# [Énoncé]
Modifiez les lignes ci-dessous en remplaçant « Query » par « Label » dans tous les enregistrements, sans rien changer d'autre.

..............................

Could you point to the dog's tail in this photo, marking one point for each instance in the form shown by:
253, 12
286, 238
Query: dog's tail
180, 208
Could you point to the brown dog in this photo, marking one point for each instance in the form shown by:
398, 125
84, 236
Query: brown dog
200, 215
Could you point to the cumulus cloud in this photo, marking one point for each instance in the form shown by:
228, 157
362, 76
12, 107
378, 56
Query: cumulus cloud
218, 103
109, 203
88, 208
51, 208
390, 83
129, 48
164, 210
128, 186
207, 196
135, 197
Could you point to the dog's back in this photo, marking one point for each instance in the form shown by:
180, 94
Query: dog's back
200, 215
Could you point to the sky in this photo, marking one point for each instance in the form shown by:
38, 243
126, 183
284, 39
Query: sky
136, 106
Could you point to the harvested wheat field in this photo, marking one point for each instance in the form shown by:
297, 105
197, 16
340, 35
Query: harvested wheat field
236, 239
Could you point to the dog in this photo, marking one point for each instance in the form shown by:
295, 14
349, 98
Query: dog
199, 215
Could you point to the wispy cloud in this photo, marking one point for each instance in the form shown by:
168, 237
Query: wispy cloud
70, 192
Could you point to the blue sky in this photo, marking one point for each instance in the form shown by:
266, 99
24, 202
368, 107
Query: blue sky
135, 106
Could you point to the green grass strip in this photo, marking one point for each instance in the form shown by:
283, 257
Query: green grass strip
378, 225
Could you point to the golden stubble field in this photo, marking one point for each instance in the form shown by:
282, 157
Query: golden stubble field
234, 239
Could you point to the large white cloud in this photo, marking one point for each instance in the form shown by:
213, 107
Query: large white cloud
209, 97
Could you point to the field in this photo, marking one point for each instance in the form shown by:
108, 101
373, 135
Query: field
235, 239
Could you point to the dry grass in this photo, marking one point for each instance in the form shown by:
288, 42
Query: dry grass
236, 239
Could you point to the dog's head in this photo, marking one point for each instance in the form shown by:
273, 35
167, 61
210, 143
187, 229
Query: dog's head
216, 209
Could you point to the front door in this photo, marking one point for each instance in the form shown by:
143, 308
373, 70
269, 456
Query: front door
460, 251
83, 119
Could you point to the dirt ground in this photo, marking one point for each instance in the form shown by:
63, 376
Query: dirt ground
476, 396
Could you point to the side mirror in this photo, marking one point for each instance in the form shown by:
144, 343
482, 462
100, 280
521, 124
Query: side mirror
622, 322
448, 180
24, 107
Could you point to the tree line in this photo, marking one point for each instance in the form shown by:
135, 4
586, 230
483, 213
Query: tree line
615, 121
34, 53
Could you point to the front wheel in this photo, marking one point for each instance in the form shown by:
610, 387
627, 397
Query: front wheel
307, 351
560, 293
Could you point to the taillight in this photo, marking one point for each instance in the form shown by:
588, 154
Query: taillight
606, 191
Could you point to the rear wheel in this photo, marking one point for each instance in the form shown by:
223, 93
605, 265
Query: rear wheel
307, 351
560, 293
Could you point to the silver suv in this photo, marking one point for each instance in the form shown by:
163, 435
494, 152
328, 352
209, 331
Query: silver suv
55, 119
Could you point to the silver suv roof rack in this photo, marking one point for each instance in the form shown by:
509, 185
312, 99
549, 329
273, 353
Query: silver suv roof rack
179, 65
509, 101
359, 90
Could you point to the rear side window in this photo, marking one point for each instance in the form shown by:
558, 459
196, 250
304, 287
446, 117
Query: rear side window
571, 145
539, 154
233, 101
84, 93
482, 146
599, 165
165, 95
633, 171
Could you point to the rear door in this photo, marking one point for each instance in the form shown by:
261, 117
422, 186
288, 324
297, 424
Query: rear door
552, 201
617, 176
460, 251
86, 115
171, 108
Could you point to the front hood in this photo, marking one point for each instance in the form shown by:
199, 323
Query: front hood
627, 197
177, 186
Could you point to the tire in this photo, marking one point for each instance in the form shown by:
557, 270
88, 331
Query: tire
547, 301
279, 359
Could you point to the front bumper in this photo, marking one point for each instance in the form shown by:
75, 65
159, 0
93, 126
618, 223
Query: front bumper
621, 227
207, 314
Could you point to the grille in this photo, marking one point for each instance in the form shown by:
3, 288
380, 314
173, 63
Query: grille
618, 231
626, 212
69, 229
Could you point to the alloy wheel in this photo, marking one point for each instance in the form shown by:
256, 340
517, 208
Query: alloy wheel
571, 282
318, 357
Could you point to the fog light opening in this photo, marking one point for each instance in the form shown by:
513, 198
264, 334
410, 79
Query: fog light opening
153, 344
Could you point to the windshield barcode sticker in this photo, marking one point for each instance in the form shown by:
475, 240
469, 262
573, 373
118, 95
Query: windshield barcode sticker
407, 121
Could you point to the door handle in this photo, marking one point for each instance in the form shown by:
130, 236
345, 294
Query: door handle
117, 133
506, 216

..............................

# [Corrigé]
Could you point to the dog's tail in this photo, marking one point for each instance in the form shown by:
253, 12
286, 238
Label: dog's tail
180, 208
Could you point to the brown dog in this photo, marking one point for each instance in the form shown by:
398, 125
84, 236
Label: brown dog
200, 215
Could you point to the cumulus cloud in this photo, marking one point for each instance in the form shown by:
228, 157
362, 76
12, 107
378, 56
Label: cumulus cloud
218, 103
109, 203
88, 208
51, 208
390, 83
129, 48
164, 210
128, 186
207, 196
135, 197
Could you point to the dog's back in this photo, marking one point for each instance in the form shown by:
180, 94
Label: dog's back
200, 215
Could you point to the sky in this photo, marking one point for each instance in the form shown by:
38, 243
126, 183
284, 39
Label: sky
136, 106
Could you point to the harvested wheat field in this photo, marking one point for each instance in the form shown by:
297, 105
197, 16
340, 35
Label: harvested wheat field
236, 239
Could you point to the dog in this photo, marking one point for each instance in the form shown by:
295, 14
349, 98
Label: dog
199, 215
Could you point to the wispy cloud in this photo, marking one point for each instance in the form shown by:
168, 237
Label: wispy cloud
70, 192
Could you point to the blue sky in this photo, marking one point for each instance in the form shown by:
266, 99
24, 202
368, 107
Label: blue sky
135, 106
Could you point to the green grass strip in this photo, marking one point for each instance in the form shown by:
283, 257
Label: green grass strip
378, 225
Could you point to the golden stubble field in this photo, marking one point for each instance in the form shown by:
282, 157
Label: golden stubble field
234, 239
Could you point to the large white cloud in this photo, marking one point for each instance in the form shown by:
213, 107
Label: large white cloud
209, 97
Could you point to the field in this photo, marking one point for each instance in the form shown by:
108, 101
373, 135
Label: field
235, 239
Could you point to the dry grass in this photo, marking one point for each instance in the form shown by:
288, 42
Label: dry grass
236, 239
Could you point to the dog's head in this photo, marking one point for each instance in the form shown by:
273, 35
167, 61
210, 143
187, 229
Label: dog's head
216, 209
Could you point to the front door in this photo, marking one point for each instance in the form shown by:
143, 308
373, 70
269, 456
Label: front door
460, 251
83, 119
Could you point to the dirt ground in this photo, marking one point for each instance in the form shown by:
63, 376
Label: dirt ground
476, 396
Could you point to the side mirror in this photo, marking one point for each instance in the form shown by:
144, 343
482, 462
100, 280
521, 124
Label: side mirror
622, 322
448, 180
24, 107
Could you point to the tree line in this photo, marking one point for each instance in the form shown by:
135, 4
586, 230
483, 213
Label: tree line
615, 121
34, 53
Could you point to the front wheel in this photo, marking one point for each instance in the form shown by:
610, 387
627, 397
Label: front wheel
307, 351
560, 293
Could you point to the taillight in this photo, marking one point for each instance in the form shown by:
588, 154
Label: taillight
606, 191
Could you point to the rear wheel in this photo, marking one point for each instance in the form shown by:
223, 93
605, 265
Label: rear wheel
307, 351
560, 293
Could you point to the silver suv in this photo, marking one point for each instance in the form shown by:
163, 435
494, 152
328, 352
209, 331
Label: silver suv
55, 119
Could you point to the silver suv roof rack in this photo, marking one point for each instance in the form shown by:
509, 185
312, 99
549, 329
273, 353
Label: silver suv roof rack
179, 65
509, 101
359, 90
Could you point to the rear side window in this photo, marking one point for each instance in the form shown by:
558, 459
196, 250
304, 287
446, 117
Label: rear side window
571, 145
539, 154
233, 101
84, 93
482, 146
599, 165
165, 95
633, 171
Could you point to the rear door in this photo, marking one point for each instance in the form shown by:
261, 117
422, 186
288, 324
297, 424
Label: rear door
552, 201
617, 176
460, 251
86, 115
171, 108
Could you point to the front hood in this photo, marking one point for each instance in the form shown by:
199, 323
Label: front hood
627, 197
177, 186
Could you point to the tire in this photo, marking one point for each instance in the form shown by:
557, 270
88, 331
Label: tire
547, 301
279, 359
Could you point to the front bumper in this photo, marking one point for each instance in the form shown by:
75, 65
159, 0
93, 126
618, 223
Label: front bumper
621, 227
207, 314
Could you point to the grille in this photo, marking one point for each instance in the form shown by:
3, 288
380, 314
173, 63
Label: grille
618, 231
626, 212
69, 229
Could you point to the alloy wheel in this photo, marking one point for each instance in the form shown by:
256, 340
517, 208
Label: alloy wheel
571, 282
318, 357
Could you point to the fog light opening in this photo, marking one point for each instance in the form shown by:
513, 198
264, 334
410, 79
Label: fog light opening
153, 344
Could you point to the windshield barcode sticker in this photo, marking one point for each instance in the form shown by:
475, 240
469, 262
573, 373
118, 95
Label: windshield barcode sticker
407, 121
Could you point to the door handle in this photo, marking one point for each instance in the form shown by:
130, 236
345, 294
Label: door handle
117, 133
506, 216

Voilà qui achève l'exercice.